To be done >>
Rewrite the items below, substituting "occurrence" for each "instance" and keeping everything else unchanged.

##### Records for this exercise

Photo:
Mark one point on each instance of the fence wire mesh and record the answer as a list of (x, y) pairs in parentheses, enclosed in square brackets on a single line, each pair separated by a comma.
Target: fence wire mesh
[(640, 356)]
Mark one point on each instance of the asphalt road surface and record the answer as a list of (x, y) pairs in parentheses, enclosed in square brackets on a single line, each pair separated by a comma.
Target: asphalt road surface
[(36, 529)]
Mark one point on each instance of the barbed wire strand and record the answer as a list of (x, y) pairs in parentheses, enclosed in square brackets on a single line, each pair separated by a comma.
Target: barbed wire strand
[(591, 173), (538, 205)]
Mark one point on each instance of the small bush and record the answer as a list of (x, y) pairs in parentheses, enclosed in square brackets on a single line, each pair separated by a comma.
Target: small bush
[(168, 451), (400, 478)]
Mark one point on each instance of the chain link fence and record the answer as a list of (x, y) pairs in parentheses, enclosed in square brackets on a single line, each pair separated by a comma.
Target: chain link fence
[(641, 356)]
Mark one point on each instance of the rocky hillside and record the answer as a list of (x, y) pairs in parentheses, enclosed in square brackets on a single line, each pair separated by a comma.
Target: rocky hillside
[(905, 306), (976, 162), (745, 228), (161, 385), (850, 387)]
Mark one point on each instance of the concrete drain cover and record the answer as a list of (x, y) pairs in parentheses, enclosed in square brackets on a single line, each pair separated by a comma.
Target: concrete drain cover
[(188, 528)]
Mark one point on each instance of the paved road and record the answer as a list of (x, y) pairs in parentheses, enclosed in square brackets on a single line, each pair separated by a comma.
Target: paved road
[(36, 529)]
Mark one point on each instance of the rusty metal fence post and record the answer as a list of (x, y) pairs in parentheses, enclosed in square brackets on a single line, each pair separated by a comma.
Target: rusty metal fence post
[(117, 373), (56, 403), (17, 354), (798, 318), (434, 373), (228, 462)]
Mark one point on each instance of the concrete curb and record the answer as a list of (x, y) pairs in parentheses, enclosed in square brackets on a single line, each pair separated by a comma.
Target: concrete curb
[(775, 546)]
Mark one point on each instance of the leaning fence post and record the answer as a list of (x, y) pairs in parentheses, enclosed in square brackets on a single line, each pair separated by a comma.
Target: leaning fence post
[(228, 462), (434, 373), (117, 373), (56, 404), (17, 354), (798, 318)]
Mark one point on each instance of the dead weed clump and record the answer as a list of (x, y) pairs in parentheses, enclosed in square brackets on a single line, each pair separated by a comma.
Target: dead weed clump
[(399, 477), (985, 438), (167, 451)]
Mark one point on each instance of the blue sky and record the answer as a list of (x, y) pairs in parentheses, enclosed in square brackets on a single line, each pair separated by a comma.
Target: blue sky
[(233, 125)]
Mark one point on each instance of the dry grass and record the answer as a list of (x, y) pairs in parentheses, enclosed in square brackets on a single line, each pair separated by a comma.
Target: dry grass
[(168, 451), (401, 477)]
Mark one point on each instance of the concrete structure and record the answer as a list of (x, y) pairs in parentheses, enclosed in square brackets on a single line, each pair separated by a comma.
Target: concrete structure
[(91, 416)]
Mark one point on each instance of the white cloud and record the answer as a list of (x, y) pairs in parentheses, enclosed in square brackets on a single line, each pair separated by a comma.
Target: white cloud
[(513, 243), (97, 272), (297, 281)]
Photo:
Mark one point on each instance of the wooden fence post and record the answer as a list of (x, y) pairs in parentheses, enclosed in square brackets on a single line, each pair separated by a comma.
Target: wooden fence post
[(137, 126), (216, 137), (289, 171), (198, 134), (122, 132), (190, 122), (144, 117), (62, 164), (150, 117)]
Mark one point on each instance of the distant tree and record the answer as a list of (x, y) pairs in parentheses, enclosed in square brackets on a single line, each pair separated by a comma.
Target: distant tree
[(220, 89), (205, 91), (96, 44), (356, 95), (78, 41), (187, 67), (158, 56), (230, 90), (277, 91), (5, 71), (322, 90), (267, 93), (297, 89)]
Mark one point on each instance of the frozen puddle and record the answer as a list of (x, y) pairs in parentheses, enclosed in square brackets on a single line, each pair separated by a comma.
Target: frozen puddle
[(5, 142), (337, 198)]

##########

Finished exercise >>
Photo:
Mark one point on each occurrence of the fence wire mesh and record the answer as a list of (x, y) pairs in parentheses, enclosed in square brackets on a single line, each pair separated by a comma.
Target: fence wire mesh
[(640, 356)]
Mark one point on each occurrence of the asphalt road surface and record the answer as a list of (x, y) pairs in parentheses, enclosed in square brackets on a single line, each pair separated by a comma.
Target: asphalt road surface
[(36, 529)]
Mark one point on each occurrence of the barbed wire strand and record the answer as a list of (x, y) pairs in parentheses, enclosed in square brackets on a single line, each pair separated by a comma.
Target: barbed wire strand
[(591, 173), (538, 205)]
Mark one point on each occurrence of the small bush and record the answer as a list of (x, y) pairs in parentheses, enclosed in square brackets on a single line, each pair separated by a comma.
Target: small bush
[(168, 451), (400, 478)]
Mark one point on each occurrence of the chain link fence and record the answer as a list of (x, y) pairs in parentheses, enclosed in square brackets on a single line, each pair separated by a comma.
Target: chain link fence
[(641, 356)]
Mark one point on each occurrence of the rocky hillside and record the answer as a list of (x, y) pairs in parentheses, enclosed in square brackets on a single line, each pair separated by a comma.
Target: rocky hillside
[(905, 306), (976, 162), (745, 228), (161, 385), (850, 387)]
Mark one point on each occurrence of the concrete drain cover and record the answer as a list of (x, y) pairs in parentheses, enclosed in square brackets on a single line, each pair separated by a comma.
Target: concrete drain cover
[(188, 528)]
Mark one point on each occurrence of the paved road and record the answer as a list of (x, y) pairs in parentheses, enclosed in square brackets on a single line, each pair separated by a comma.
Target: paved road
[(36, 529)]
Mark one point on each occurrence of the rusty metal fence post and record the answer as a list of (x, y) pairs in parentheses, enclosed in square brackets on a single line, each pair separated by a comma.
Target: rusty metal fence post
[(117, 373), (56, 403), (17, 354), (798, 318), (434, 373), (228, 462)]
Mark one point on each occurrence of the concrete curb and record the answer as a list of (x, y) pairs in parentheses, enclosed in square brackets on a single line, each pair separated by a comma.
Target: concrete curb
[(775, 546)]
Mark one point on each occurrence of the leaning fence post and record the answer as a list of (x, y) pairs in parentheses, enclosed in square brackets on a single line, each pair separated by a comma.
Target: leaning fence post
[(228, 462), (434, 373), (117, 373), (56, 404), (17, 354), (798, 318)]
Mark one point on each occurrence of the dead weed clump and record the answer as a list of (x, y) pairs in parentheses, enclosed in square brackets on a single line, each pair separated by a comma.
Target: dead weed clump
[(399, 477), (985, 438), (167, 451)]
Mark one point on each occurrence of the blue sky and record the answer as a list of (x, y) pairs in parentheses, enclosed in square brackets on a single line, each pair separated by a comma.
Target: blue sky
[(233, 125)]
Mark one point on each occurrence of the dry grass and record the answer as a list of (x, y) pairs in parentheses, enclosed in square brackets on a single line, each pair separated by a comma.
Target: dry grass
[(168, 451), (401, 477)]
Mark one point on each occurrence of the concrete structure and record the answer as a list of (x, y) pairs in parentheses, enclosed in square brackets on a single line, each pair separated by a comma.
Target: concrete structure
[(91, 416)]
Mark one point on each occurrence of the white cloud and record the answer as a list of (x, y) pairs in parentheses, enclosed in square brackets on a single line, each pair separated by a comma.
Target: white cloud
[(513, 243), (97, 272), (297, 281)]
Photo:
Mark one point on each occurrence of the wooden fence post and record the answer as a list of (x, y) pairs in parentheses, enclosed in square brackets on a single line, each pair separated by a comma.
Target: wooden fence post
[(137, 126), (216, 137), (289, 171), (198, 134), (122, 132), (190, 122), (144, 117), (62, 164), (150, 117)]
Mark one point on each occurrence of the distant tree and record the answer as a list of (x, y) pairs in parentheses, enclosed in square brackets on a single line, each pair separated by a comma.
Target: distant tree
[(220, 89), (205, 91), (96, 44), (356, 95), (78, 41), (187, 67), (158, 56), (230, 90), (277, 91), (5, 71), (322, 90), (267, 93), (297, 89)]
Mark one point on each occurrence of the frozen puddle and record the answer as a list of (x, y) pairs in parentheses, enclosed in square brackets on a single line, each pair separated by a comma.
Target: frozen puddle
[(5, 142), (337, 198)]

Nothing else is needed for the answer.